**Passage:**
────────

Frank Bernard Avruch (May 21, 1928 – March 20, 2018) was an American television host who played Bozo the Clown on Boston television from 1959 to 1970. He played the first nationally syndicated version of the clown.

Early life
Avruch was born in Boston and grew up in Winthrop, Massachusetts. He was named best actor at Winthrop High School and acted in Summer stock theatre in Gloucester, Massachusetts. However, his mother objected to an acting career and he enrolled in Missouri School of Journalism. He later returned to Boston and in 1949 he graduated from the Boston University College of Communication with a bachelor’s degree in journalism.

His first broadcasting job came at WVOM. He then worked at WNEB in Worcester, Massachusetts before returning to Boston. In 1957 he married Betty F. Greenman. In 1959 they purchased a home in Newton Centre, Massachusetts. They had two sons.

Bozo the Clown
Avruch joined WHDH-TV in 1957 as an announcer. In 1959, WHDH purchased the rights to Bozo the Clown from Larry Harmon and Avruch won the role. In 1966, Harmon decided to replace all of the local versions of Bozo with a single nationally syndicated show and chose Avruch to serve as Bozo. Avruch taped 180 episodes of Bozo’s Big Top for national syndication. As Bozo, Avruch toured the world performing for UNICEF. He was given a United Nations Award for his work with children. During his time as Bozo, Avruch also interviewed entertainment figures for Dateline: Boston. In 1970, WHDH-TV cancelled Bozo in favor of a morning news broadcast.

Great Entertainment and "Man About Town"
Following Bozo’s cancellation, Avruch chose to remain in Boston rather than playing Bozo in another city. When WCVB-TV went on the air in 1972, he became the station’s booth announcer, performing on-air commercials and promos. In 1973 he began hosting Great Entertainment, WCVB-TV’s weekend film series. During its peak the series aired at 11:30 pm on Saturday and Sunday nights and during the afternoons on Sundays. Its popularity inspired WSBK-TV and WQTV to create similar programs – WSBK’s The Movie Loft hosted by Dana Hersey and WQTV’s Those Magnificent Talkies hosted by Earl Ziff. In 1974, Avruch began co-hosting WCVB-TV’s Sunday public affairs program, known by various names during its run, including, Sunday Open House, New England Sunday, Sunday Best, and Sunday. He also hosted a weekly cultural news report called "Man About Town". In 1986, Avruch suffered a mild heart attack. He returned to the air after only 17 days. In 1992, WCVB-TV cut Sunday from a weekly program to a monthly one. That December, finding it difficult to compete with cable networks, especially after Turner Broadcasting acquired the MGM library that WCVB-TV had long been using, the station canceled Great Entertainment. Avruch remained with the station as its announcer and an on-air personality for special events and occasional news stories. He retired from the station in 1995, but continued to appear on the stations’ various telethons and represented the station at various public events.

────────

(Records excerpted from a collection)

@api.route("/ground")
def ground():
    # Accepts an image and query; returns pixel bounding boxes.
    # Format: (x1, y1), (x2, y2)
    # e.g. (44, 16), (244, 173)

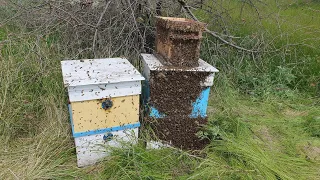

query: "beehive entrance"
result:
(149, 71), (210, 116)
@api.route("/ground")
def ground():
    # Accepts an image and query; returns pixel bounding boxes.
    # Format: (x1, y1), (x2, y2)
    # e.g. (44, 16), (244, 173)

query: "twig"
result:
(177, 0), (258, 53)
(92, 1), (111, 57)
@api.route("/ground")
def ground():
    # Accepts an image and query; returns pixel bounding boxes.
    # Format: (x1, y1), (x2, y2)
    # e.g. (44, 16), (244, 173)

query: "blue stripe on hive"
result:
(149, 87), (210, 118)
(68, 104), (140, 138)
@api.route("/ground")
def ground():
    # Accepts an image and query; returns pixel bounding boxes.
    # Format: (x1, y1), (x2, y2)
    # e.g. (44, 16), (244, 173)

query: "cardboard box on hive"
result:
(141, 17), (218, 150)
(61, 58), (144, 167)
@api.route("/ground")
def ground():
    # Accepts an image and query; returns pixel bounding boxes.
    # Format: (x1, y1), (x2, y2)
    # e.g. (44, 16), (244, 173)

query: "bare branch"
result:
(177, 0), (258, 53)
(92, 1), (111, 57)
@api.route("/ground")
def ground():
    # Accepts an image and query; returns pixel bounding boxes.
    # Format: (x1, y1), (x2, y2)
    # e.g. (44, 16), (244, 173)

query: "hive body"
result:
(142, 54), (218, 149)
(61, 58), (144, 167)
(156, 17), (205, 67)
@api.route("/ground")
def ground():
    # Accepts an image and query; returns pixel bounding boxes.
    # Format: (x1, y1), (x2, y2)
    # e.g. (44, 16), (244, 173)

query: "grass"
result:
(0, 1), (320, 179)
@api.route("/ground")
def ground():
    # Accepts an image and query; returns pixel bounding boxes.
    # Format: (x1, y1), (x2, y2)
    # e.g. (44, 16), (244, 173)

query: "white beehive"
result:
(61, 58), (144, 167)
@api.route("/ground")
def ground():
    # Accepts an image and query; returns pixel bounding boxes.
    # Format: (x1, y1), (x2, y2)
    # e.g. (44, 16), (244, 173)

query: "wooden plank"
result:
(61, 58), (144, 87)
(68, 81), (141, 102)
(75, 128), (138, 167)
(70, 95), (139, 133)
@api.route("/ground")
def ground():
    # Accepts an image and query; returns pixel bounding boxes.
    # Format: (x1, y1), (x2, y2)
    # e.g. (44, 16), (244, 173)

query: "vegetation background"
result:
(0, 0), (320, 180)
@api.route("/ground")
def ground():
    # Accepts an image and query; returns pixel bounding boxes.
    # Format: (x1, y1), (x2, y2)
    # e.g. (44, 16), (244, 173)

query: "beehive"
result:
(142, 54), (218, 149)
(156, 17), (206, 67)
(61, 58), (144, 167)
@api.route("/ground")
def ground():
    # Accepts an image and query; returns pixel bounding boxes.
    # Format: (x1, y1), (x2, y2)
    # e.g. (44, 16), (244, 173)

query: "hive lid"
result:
(156, 16), (206, 32)
(61, 58), (144, 87)
(141, 54), (219, 72)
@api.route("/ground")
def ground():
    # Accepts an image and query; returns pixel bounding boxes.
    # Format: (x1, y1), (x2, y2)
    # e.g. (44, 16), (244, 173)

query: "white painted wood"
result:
(68, 81), (141, 102)
(75, 128), (138, 167)
(141, 54), (219, 72)
(61, 58), (144, 87)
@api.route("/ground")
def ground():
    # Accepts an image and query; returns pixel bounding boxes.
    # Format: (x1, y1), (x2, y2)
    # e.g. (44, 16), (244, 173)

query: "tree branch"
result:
(177, 0), (258, 53)
(92, 1), (111, 57)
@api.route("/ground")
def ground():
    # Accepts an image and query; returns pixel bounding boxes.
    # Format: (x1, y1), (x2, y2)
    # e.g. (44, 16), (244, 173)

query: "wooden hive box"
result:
(156, 16), (206, 67)
(61, 58), (144, 167)
(142, 54), (219, 150)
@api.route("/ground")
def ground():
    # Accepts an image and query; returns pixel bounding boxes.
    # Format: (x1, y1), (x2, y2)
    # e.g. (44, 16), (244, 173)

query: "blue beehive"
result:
(141, 54), (219, 149)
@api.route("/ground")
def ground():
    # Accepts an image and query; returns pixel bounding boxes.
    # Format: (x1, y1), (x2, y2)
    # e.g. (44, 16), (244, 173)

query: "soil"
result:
(149, 71), (209, 116)
(145, 115), (210, 150)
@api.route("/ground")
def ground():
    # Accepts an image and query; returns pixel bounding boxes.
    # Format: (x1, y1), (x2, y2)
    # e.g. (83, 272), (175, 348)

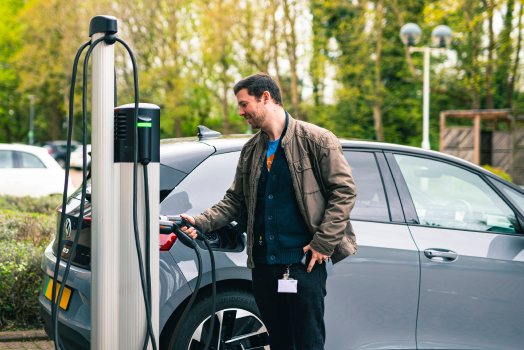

────────

**Task list:**
a) Answer these questions from the Frank Avruch article:
(i) In what year did Avruch graduate from the Boston University College of Communication?
(ii) How many episodes of Bozo's Big Top did Avruch tape for national syndication?
(iii) How many days after his 1986 heart attack did Avruch return to the air?
b) Repeat the Frank Avruch article between "Frank Bernard Avruch" and "of the clown.", inclusive, without any changes.
c) Decide whether each statement agrees with the Frank Avruch article, and back each yes or no with the deciding words quoted from it:
(i) Avruch's first broadcasting job was at WNEB.
(ii) Avruch began hosting Great Entertainment in 1973.
(iii) WHDH-TV canceled Bozo in favor of a morning news broadcast.

**Expected responses:**
a)
(i) 1949
(ii) 180
(iii) 17

b)
Frank Bernard Avruch (May 21, 1928 – March 20, 2018) was an American television host who played Bozo the Clown on Boston television from 1959 to 1970. He played the first nationally syndicated version of the clown.

c)
(i) No: "His first broadcasting job came at WVOM."
(ii) Yes: "In 1973 he began hosting Great Entertainment, WCVB-TV’s weekend film series."
(iii) Yes: "In 1970, WHDH-TV cancelled Bozo in favor of a morning news broadcast."